CHALLENGE — Convert every line of the data below into a Markdown table with the columns "Row" and "Text," numbering the rows and skipping blank lines. Leave the pictures out of the table.

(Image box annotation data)
↓
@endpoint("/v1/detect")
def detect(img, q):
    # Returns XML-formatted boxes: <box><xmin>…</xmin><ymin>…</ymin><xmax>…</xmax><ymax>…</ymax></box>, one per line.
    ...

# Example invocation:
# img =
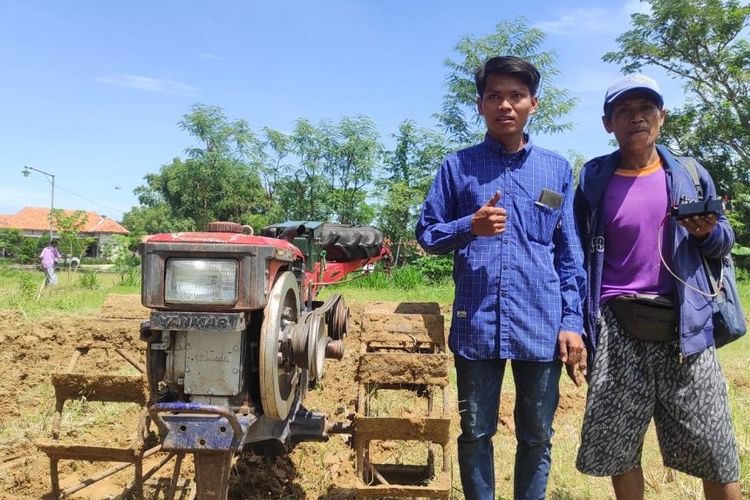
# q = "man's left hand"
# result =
<box><xmin>677</xmin><ymin>214</ymin><xmax>717</xmax><ymax>240</ymax></box>
<box><xmin>557</xmin><ymin>330</ymin><xmax>586</xmax><ymax>365</ymax></box>
<box><xmin>557</xmin><ymin>331</ymin><xmax>588</xmax><ymax>387</ymax></box>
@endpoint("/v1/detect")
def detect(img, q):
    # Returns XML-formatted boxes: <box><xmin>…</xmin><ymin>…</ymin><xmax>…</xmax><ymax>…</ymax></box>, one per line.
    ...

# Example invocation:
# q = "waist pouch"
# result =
<box><xmin>607</xmin><ymin>295</ymin><xmax>679</xmax><ymax>342</ymax></box>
↑
RESULT OF THE TASK —
| Row | Text |
|---|---|
| 1 | @endpoint("/v1/detect") |
| 2 | def detect(img, q): |
| 3 |     # Returns XML-formatted boxes: <box><xmin>…</xmin><ymin>…</ymin><xmax>…</xmax><ymax>…</ymax></box>, one per line. |
| 4 |     ... |
| 5 | # Example invocation: |
| 6 | # img = |
| 7 | # q = "man's left hand" |
| 8 | # result = |
| 9 | <box><xmin>677</xmin><ymin>214</ymin><xmax>717</xmax><ymax>240</ymax></box> |
| 10 | <box><xmin>557</xmin><ymin>330</ymin><xmax>586</xmax><ymax>365</ymax></box> |
| 11 | <box><xmin>557</xmin><ymin>331</ymin><xmax>588</xmax><ymax>387</ymax></box> |
| 12 | @endpoint("/v1/detect") |
| 13 | def detect(img, q): |
| 14 |     # Returns XML-formatted boxes: <box><xmin>…</xmin><ymin>…</ymin><xmax>…</xmax><ymax>…</ymax></box>, one per line. |
| 15 |     ... |
| 16 | # Example invocation: |
| 17 | # q = "waist pouch" |
| 18 | # result = |
| 19 | <box><xmin>607</xmin><ymin>295</ymin><xmax>679</xmax><ymax>342</ymax></box> |